- **Task goal**
Can you echo the entries below word for word, beginning with their very first line and stopping after the line that contains "point(459, 701)", including that line?

- **Information given**
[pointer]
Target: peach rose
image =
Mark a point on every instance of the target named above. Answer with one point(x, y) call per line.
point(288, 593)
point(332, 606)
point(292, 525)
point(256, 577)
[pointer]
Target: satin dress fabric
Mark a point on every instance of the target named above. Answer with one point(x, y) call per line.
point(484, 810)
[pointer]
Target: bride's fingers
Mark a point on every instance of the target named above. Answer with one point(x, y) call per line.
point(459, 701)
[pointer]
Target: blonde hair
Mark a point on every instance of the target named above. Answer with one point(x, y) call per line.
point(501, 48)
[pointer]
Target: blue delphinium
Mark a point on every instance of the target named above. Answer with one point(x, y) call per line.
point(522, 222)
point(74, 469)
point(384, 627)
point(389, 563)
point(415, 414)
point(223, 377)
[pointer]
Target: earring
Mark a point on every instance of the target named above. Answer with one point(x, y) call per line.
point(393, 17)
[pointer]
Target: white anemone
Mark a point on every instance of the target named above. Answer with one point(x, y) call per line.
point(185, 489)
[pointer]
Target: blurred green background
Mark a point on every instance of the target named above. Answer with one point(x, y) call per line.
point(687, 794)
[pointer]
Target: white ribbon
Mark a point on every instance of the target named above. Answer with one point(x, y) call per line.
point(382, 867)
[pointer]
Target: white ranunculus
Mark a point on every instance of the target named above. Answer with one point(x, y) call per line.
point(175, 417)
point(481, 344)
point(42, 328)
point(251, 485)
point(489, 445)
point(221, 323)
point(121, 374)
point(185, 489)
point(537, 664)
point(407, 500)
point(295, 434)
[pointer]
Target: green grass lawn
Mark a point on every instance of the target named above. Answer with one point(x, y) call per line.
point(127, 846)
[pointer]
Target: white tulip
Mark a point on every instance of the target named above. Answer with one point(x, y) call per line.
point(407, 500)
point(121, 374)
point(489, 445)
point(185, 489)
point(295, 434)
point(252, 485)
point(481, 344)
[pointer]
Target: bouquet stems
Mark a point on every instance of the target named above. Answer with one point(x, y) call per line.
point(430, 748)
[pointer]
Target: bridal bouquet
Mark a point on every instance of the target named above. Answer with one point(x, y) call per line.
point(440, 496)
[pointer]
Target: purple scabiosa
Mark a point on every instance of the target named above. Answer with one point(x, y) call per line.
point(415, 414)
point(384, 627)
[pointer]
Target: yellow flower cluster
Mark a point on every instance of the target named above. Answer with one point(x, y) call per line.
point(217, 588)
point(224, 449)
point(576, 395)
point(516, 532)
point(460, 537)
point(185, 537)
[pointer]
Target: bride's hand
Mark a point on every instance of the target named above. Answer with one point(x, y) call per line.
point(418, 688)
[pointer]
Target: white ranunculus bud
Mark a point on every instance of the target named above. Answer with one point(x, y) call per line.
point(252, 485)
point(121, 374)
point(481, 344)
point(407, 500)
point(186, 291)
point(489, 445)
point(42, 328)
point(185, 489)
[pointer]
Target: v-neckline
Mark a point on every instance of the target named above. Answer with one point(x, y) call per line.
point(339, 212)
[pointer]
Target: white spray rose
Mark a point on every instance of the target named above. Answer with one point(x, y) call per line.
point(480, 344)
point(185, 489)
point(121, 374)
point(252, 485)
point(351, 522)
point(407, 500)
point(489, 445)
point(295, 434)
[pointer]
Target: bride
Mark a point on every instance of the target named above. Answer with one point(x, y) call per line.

- **Solution below**
[pointer]
Target: peach rose
image =
Mark a point on every instance of the target named above. Answer with one point(x, y) call per line.
point(288, 593)
point(332, 606)
point(292, 525)
point(256, 577)
[pointer]
Target: satin dress fabric
Mark a point on every instance of the target named above. Answer with one point(x, y) call per line.
point(484, 810)
[pointer]
Target: bride's fingers
Mark a point on every instance of the target named above. Answer with one point(x, y) call per line.
point(459, 701)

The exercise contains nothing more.